— BRIEF A —
According to the history matching page, what does the abbreviation NROY stand for?
— BRIEF B —
From the history matching page, quote the passage that begins at the words "History matching is an" and stops after "of the method.".

— PAGE EXCERPT —
Overview

History matching is an iterative calibration technique that progressively rules out regions of parameter space that are implausible — i.e., where simulated outputs are inconsistent with observations. Rather than finding a single "best fit," it maps out the whole region of parameter space that is not inconsistent with the data — a region you can then sample from. That surviving region is called the NROY ("Not Ruled Out Yet") region, and it is the central output of the method.

Each iteration is called a wave.

How it works

Each iteration of the algorithm:

Sample points from the current non-implausible parameter space
Simulate the model at each sample point
Select features — choose which model outputs to emulate (ranked by mean-squared z-score, or specified manually)
Train emulators — build fast statistical surrogates (Bayes linear by default; Gaussian Process Regression and others available) of the simulation
Find non-implausible points — generate candidate points and keep those consistent with the observations across all emulators trained so far (found via LHS or ray sampling); these seed the next iteration

The set of parameters that survive this filtering — the NROY set — shrinks with each iteration, converging on the region of parameter space consistent with the observations.

%%{init: {'themeVariables': {'fontSize': '14px'}, 'flowchart': {'rankSpacing': 38, 'nodeSpacing': 28}}}%%
flowchart TD
    Start(["Parameter space"]) -- "Initial points" --> Sim["Simulate points"]
    Sim --> Feat["Select features"]
    Feat --> Train["Train emulators"]
    Train -- "Add to bank" --> Bank[("Cumulative<br>emulator bank")]
    Obs[/"Observations"/] --> NROY
    Bank --> NROY["Find NROY points"]
    NROY --> Conv{"Converged?"}
    Conv -- "No — simulate<br>the NROY points" --> Sim
    Conv -- "Yes" --> Traj(["Trajectory selection"])

Each step is detailed in the list above. Two things the diagram makes explicit: candidate points are tested against the entire emulator bank accumulated over all waves (not just the latest), and the NROY points found each wave become the next wave's simulation inputs. On convergence you keep that bank plus a sample of points inside the final NROY region — from which trajectory selection realizes concrete (θ, seed) pairs — where θ is the parameter vector — via a Bayesian method such as sampling importance resampling on a likelihood.

Key features

Single-constructor API: Configure an entire workflow in one HistoryMatching(...) call
Interactive engine: Step-by-step control with step() / commit_step() / revert_step(), or fully automated execution with run()
Multiple emulators: Bayes linear (the default — nearly GPR-quality at a fraction of the cost), linear, GLM, and Gaussian Process Regression (GPflow-based with ARD kernels)
Pluggable strategies: Swap sampling (LHS, grid, random), feature selection (automatic by mean-squared z-score, or manual), and emulator types at any point
Domain objects: ParameterSpace, ObservationData, EmulatorBank, and IterationResult for clean data management
Checkpoint/resume: Save and restore engine state for long-running workflows

When to use history matching

History matching is well-suited for:

Expensive simulations where each run takes minutes to hours
Multiple uncertain parameters (2-20+ dimensions)
Multiple output features to match against observations
Uncertainty quantification — you want the set of plausible parameters, not just a point estimate
Iterative refinement — you want to progressively learn which regions of parameter space are viable

It complements other calibration approaches like MCMC (which finds posterior distributions) and optimization (which finds point estimates).

Architecture

HistoryMatching                 # Configure and execute the workflow
    ├── ParameterSpace          # Parameter bounds
    ├── ObservationData         # Target observations (mean, std)
    ├── SamplingStrategy        # How to generate samples (LHS, grid, random)
    ├── FeatureSelectionStrategy # Which outputs to emulate (auto, manual)
    ├── EmulatorFactory         # Which emulator to use (bayes_linear, linear, glm, gpr)
    ├── step()                  # Run one iteration
    ├── commit_step()           # Accept the iteration
    ├── revert_step()           # Reject and retry
    └── run()                   # Fully automated multi-iteration
            │
            ▼
IterationResult                 # Immutable results per iteration
    ├── samples                 # Parameter samples used
    ├── simulation_results      # Model outputs
    ├── emulators               # Trained emulators
    └── nroy_fraction           # Share of fresh prior samples still in the NROY region (convergence diagnostic)

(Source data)
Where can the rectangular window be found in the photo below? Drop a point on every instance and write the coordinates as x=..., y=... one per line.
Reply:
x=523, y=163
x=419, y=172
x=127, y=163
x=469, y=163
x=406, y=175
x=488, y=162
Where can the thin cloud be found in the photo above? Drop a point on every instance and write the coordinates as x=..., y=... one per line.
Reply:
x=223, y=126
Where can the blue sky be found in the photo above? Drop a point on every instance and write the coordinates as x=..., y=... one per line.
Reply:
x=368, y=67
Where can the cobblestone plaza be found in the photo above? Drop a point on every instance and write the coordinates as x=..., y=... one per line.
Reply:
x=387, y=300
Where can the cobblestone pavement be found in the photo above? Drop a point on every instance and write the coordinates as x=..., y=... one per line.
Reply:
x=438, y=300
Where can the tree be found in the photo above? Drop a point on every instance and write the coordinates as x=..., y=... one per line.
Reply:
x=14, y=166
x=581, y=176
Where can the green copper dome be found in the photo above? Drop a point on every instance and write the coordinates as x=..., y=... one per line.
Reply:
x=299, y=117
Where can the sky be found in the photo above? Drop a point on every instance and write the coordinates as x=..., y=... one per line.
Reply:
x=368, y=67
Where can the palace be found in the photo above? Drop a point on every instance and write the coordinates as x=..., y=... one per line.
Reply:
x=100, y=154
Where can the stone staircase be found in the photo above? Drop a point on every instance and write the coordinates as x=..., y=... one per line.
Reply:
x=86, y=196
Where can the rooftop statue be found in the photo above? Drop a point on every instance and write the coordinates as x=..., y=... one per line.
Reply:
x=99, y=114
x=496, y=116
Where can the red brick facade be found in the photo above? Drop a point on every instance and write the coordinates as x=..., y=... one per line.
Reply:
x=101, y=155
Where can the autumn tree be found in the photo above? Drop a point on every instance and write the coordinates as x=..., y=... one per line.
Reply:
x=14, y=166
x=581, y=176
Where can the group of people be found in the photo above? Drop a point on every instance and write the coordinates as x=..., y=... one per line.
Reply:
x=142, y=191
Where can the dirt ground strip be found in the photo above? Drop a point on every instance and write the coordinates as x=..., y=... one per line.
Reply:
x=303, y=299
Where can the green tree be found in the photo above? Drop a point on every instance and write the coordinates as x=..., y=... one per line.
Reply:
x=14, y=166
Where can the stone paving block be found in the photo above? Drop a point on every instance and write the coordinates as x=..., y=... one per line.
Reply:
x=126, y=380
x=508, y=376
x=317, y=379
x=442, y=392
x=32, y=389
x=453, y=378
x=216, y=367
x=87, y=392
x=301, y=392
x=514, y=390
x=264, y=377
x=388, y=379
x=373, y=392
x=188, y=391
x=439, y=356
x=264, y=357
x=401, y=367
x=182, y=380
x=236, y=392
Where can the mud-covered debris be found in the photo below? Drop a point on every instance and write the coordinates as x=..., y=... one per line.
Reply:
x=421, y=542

— ANSWER AREA A —
Not Ruled Out Yet

— ANSWER AREA B —
History matching is an iterative calibration technique that progressively rules out regions of parameter space that are implausible — i.e., where simulated outputs are inconsistent with observations. Rather than finding a single "best fit," it maps out the whole region of parameter space that is not inconsistent with the data — a region you can then sample from. That surviving region is called the NROY ("Not Ruled Out Yet") region, and it is the central output of the method.